• **What the exercise asks**
How many lines in the data below contain the string "helmet"? Matching is case-sensitive, and the reply should be only the number.

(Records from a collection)
○ ○ ○ ○ ○

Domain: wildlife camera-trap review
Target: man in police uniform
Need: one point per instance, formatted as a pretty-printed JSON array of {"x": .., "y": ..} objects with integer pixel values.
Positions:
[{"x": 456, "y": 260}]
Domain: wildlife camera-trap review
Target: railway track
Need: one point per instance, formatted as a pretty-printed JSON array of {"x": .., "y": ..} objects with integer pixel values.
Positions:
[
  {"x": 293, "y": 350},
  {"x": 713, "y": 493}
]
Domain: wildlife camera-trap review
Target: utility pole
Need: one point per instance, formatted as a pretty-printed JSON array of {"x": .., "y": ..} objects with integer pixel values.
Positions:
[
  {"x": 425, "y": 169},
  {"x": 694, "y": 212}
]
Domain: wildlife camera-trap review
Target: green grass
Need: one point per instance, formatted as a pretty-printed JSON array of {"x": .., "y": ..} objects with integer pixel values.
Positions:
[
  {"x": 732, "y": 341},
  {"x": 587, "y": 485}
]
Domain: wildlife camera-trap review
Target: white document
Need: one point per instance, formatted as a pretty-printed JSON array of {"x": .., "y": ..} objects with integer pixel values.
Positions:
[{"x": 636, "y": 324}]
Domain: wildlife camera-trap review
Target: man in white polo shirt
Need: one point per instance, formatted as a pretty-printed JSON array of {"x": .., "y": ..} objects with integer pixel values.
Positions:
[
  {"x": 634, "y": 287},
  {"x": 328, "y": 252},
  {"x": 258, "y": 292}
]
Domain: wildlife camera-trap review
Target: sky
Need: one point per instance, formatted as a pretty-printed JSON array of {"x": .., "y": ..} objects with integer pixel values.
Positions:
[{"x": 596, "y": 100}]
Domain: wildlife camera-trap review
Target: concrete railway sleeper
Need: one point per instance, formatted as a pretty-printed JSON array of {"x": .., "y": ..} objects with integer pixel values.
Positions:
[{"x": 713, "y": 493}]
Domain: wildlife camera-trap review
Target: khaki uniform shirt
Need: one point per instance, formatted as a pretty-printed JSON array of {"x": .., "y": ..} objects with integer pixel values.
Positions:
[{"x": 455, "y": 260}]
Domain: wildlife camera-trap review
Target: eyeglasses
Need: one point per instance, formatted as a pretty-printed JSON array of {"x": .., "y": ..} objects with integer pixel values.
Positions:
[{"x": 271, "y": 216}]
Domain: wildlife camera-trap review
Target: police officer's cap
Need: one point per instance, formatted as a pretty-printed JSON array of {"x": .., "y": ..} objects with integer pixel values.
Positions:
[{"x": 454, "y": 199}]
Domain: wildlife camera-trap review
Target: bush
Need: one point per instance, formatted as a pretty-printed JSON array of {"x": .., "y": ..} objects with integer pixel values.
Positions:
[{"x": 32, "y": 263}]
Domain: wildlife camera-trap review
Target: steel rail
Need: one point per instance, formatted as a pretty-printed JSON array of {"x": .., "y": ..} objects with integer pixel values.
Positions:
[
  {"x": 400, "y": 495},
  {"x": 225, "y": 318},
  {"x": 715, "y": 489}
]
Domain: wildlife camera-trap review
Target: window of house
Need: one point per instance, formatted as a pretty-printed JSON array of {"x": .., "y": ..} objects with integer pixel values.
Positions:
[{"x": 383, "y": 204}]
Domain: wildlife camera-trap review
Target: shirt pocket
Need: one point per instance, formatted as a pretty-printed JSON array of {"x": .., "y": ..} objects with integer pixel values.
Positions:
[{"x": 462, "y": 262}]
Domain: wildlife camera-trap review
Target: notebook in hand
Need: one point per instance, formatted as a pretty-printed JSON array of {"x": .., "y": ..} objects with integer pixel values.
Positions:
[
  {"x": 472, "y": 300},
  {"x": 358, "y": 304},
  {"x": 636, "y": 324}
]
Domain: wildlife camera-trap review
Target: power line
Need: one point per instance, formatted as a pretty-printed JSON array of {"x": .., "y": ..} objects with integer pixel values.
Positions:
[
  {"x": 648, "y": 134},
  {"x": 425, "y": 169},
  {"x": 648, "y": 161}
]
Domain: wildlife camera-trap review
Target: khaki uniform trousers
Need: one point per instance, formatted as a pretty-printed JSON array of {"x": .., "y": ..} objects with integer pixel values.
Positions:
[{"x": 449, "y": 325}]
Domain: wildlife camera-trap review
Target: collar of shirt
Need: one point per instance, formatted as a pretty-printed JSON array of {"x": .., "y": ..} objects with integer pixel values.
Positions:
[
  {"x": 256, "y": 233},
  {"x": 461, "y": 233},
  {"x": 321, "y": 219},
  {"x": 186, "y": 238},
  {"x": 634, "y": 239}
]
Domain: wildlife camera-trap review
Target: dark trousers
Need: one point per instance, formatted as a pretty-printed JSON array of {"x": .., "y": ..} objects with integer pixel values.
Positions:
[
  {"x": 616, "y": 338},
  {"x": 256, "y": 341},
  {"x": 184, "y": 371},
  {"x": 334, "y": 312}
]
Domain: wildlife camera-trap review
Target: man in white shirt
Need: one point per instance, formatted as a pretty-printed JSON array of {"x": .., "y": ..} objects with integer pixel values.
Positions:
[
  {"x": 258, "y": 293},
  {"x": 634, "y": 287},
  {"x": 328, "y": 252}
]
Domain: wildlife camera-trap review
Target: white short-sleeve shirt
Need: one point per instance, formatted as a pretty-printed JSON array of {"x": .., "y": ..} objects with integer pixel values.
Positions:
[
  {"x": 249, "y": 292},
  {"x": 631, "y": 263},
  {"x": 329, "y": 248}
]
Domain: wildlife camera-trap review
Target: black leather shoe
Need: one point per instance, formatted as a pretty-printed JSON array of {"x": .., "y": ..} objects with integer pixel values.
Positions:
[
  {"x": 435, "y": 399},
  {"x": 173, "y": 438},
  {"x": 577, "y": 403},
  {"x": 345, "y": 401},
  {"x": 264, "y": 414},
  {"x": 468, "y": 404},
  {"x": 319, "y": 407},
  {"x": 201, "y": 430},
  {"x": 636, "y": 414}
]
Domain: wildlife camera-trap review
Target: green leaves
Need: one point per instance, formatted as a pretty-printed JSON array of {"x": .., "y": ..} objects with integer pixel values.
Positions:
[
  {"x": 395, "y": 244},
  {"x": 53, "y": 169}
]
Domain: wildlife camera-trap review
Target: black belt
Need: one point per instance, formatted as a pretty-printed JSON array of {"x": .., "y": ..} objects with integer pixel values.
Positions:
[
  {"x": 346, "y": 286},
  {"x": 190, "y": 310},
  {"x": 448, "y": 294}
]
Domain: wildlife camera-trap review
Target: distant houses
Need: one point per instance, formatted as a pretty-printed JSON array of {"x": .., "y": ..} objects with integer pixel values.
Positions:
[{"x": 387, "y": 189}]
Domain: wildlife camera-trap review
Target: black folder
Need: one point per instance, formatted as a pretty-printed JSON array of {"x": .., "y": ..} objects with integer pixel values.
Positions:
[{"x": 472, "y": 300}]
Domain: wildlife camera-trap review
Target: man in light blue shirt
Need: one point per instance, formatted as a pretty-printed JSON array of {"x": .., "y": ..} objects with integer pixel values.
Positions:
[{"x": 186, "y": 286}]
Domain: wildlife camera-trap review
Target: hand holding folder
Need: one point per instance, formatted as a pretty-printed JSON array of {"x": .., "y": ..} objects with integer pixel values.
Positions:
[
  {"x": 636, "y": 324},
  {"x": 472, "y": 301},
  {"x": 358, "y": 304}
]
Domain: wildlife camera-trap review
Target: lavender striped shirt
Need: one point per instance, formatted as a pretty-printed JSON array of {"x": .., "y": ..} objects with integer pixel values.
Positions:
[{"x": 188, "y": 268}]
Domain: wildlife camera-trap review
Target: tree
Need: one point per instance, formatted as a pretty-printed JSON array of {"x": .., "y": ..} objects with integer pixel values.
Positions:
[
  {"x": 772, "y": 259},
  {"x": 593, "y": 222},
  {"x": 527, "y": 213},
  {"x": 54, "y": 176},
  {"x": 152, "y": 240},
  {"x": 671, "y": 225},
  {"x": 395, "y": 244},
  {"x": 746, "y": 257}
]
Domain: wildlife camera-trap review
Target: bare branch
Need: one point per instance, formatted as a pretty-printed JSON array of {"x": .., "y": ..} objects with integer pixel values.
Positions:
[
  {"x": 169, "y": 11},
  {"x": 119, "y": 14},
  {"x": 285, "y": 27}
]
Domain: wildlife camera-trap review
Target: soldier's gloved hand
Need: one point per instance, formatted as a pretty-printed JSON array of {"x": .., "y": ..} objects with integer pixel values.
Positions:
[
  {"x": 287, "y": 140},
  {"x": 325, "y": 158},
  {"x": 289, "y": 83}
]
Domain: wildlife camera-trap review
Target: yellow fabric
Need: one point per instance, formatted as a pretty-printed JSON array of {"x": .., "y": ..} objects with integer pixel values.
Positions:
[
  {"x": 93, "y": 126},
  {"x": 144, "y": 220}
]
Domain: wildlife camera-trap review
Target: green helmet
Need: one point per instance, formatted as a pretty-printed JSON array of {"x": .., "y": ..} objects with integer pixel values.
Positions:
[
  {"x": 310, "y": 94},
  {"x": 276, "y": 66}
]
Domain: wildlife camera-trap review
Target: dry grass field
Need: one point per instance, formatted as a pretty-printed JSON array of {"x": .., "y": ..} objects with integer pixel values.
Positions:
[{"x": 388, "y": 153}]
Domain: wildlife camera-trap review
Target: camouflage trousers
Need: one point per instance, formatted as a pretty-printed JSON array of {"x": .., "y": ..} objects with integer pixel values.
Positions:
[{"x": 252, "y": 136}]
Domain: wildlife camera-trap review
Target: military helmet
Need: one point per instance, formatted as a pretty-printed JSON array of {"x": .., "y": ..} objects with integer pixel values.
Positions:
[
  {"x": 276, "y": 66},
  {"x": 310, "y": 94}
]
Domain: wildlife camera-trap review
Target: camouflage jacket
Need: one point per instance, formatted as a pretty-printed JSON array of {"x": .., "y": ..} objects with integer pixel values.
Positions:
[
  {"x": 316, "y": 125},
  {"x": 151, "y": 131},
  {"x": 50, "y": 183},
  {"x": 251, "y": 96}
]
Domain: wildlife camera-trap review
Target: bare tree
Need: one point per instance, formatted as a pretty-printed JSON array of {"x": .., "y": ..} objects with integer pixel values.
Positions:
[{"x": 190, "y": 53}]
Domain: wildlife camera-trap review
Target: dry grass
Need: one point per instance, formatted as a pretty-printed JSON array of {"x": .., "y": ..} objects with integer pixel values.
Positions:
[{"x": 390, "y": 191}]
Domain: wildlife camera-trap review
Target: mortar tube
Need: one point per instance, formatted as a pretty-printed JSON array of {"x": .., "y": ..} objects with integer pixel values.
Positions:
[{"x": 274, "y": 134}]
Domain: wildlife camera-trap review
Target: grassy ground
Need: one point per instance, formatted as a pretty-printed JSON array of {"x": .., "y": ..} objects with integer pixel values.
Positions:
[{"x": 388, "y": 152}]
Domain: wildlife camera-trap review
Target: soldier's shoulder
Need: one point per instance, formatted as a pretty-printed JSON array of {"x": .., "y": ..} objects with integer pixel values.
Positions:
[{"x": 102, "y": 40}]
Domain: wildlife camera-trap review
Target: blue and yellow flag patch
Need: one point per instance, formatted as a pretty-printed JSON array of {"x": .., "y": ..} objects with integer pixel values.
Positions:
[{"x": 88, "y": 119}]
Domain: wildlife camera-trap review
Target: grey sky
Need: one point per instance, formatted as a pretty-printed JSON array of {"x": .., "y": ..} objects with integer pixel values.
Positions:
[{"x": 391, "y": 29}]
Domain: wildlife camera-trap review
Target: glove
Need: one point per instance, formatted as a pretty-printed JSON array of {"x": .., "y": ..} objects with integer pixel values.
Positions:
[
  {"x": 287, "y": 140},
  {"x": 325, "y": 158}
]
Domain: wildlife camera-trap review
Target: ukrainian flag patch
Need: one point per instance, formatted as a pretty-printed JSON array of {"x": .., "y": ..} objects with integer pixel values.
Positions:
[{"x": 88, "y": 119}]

○ ○ ○ ○ ○

• **Written solution**
2